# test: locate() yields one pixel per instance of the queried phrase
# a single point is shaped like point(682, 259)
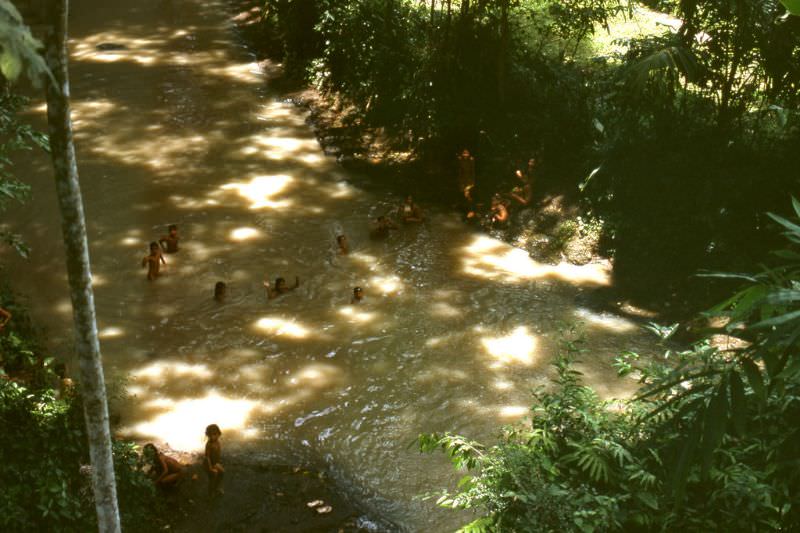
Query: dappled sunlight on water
point(261, 190)
point(283, 328)
point(518, 347)
point(179, 423)
point(174, 126)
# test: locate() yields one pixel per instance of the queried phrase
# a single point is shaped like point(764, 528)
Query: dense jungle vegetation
point(679, 138)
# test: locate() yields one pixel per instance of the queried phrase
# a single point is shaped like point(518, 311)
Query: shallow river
point(180, 127)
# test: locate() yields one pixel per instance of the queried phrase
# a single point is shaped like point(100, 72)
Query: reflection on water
point(454, 331)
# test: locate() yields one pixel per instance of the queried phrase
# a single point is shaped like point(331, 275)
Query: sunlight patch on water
point(356, 315)
point(495, 260)
point(261, 190)
point(518, 347)
point(282, 328)
point(162, 370)
point(513, 411)
point(182, 423)
point(387, 284)
point(242, 72)
point(603, 321)
point(502, 384)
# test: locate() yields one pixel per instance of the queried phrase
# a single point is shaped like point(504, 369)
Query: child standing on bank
point(153, 261)
point(169, 242)
point(212, 460)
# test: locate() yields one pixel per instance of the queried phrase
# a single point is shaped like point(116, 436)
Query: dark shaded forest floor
point(553, 230)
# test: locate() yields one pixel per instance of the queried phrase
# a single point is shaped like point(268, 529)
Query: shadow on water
point(174, 124)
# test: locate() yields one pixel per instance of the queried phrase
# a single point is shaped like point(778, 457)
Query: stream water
point(175, 123)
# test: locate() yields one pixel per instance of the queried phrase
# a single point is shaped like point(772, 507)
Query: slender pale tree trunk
point(95, 406)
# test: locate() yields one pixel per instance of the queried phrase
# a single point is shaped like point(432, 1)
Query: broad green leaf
point(778, 320)
point(714, 424)
point(754, 378)
point(738, 403)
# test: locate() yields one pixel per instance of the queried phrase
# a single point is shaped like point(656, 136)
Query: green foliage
point(14, 137)
point(19, 50)
point(709, 443)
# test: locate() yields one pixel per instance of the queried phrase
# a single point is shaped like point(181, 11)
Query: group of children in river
point(501, 206)
point(166, 471)
point(408, 212)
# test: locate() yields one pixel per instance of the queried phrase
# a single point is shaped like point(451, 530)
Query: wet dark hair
point(154, 462)
point(219, 288)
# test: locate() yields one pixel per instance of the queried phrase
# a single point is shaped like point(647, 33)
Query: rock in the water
point(104, 47)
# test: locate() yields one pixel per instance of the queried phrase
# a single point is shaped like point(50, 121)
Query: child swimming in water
point(341, 241)
point(409, 211)
point(167, 472)
point(382, 227)
point(358, 295)
point(153, 261)
point(219, 291)
point(280, 286)
point(169, 242)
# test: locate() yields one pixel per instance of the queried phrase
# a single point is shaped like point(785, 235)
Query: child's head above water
point(212, 431)
point(219, 290)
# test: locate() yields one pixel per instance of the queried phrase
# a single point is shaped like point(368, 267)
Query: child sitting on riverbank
point(280, 286)
point(165, 470)
point(153, 261)
point(169, 242)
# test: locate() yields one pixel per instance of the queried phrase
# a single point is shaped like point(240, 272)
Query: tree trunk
point(501, 60)
point(87, 346)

____

Reproduce all of the data exactly; the pictures do not belong in the copy.

Completed exercise —
# test: locate() yields one pixel per instance of the queried phrase
# a single point is shaped like point(682, 259)
Query: dappled sunlight on water
point(261, 190)
point(283, 328)
point(518, 347)
point(179, 423)
point(174, 126)
# test: locate() yields one pixel per instance of the queried phrase
# a single point is shaped like point(764, 528)
Query: dense jungle vegetation
point(679, 138)
# test: locate() yields one pixel per instance of the queried phrase
# a single point is shaped like point(518, 311)
Query: shallow river
point(180, 127)
# test: locate() yields one pixel per instance of the queried phrase
# a single point is shaped like point(100, 72)
Query: reflection on water
point(454, 331)
# test: locate() yields one pixel per instance of the queried phrase
# a single point is shaped like point(331, 275)
Query: sunlight patch on water
point(356, 315)
point(495, 260)
point(261, 190)
point(518, 347)
point(282, 328)
point(162, 370)
point(513, 411)
point(182, 423)
point(387, 284)
point(242, 72)
point(603, 321)
point(502, 384)
# test: locate() yields one pixel per instance of the queried phrase
# a single point is shaped like point(504, 369)
Query: child standing on bank
point(153, 261)
point(169, 242)
point(212, 460)
# test: locate() yields one pixel per instance of the queried phrase
# a single point is shaped like point(116, 436)
Query: dark shaded forest floor
point(553, 230)
# test: locate() yields one pixel per instance of the queried phrase
# a single point is shaped like point(268, 529)
Query: shadow on water
point(174, 124)
# test: locate() yields one pixel per instance of the queried phrase
# a single point is shaped like point(778, 457)
Query: stream water
point(175, 123)
# test: locate() yields one pixel per instance of the queried phrase
# a single point is shaped like point(772, 507)
Query: slender pale tree trunk
point(95, 406)
# test: locate() yields one pixel per instance of the queried phrase
# a single point is shaped like point(432, 1)
Query: broad green leaf
point(778, 320)
point(714, 424)
point(754, 378)
point(738, 403)
# test: locate() yields one pixel per instance of the queried phrase
# a single point is shaped like point(656, 136)
Query: green foliage
point(14, 137)
point(19, 50)
point(709, 443)
# test: locate() yields one pixel per instance of the queried phrase
# a single point is shaped like point(181, 11)
Query: group of children in river
point(501, 206)
point(166, 471)
point(408, 212)
# test: locate() yields one pixel per instance of the queried phrase
# a single point is shaped like point(451, 530)
Query: wet dark hair
point(154, 462)
point(219, 288)
# test: locate() yields one pixel per instance of the queried phrase
# a single point is shaped like point(647, 33)
Query: rock in the water
point(104, 47)
# test: locate() yields one pixel per instance of the queried phrase
# a single point is shaped like point(50, 121)
Query: child swimming in water
point(341, 241)
point(409, 211)
point(167, 472)
point(382, 227)
point(358, 295)
point(153, 261)
point(219, 291)
point(280, 286)
point(169, 242)
# test: locate() yields one pixel per instance of the queried phrase
# a single point is shaped like point(785, 235)
Query: child's head above water
point(212, 431)
point(219, 290)
# test: locate() yields one pixel per instance of the queried phrase
# a single point is shaped like point(368, 267)
Query: child sitting on riverbank
point(280, 286)
point(165, 470)
point(153, 261)
point(169, 242)
# test: locate() yields one pixel per instance of the queried phrase
# a single point is shaped like point(240, 272)
Query: tree trunk
point(501, 60)
point(87, 346)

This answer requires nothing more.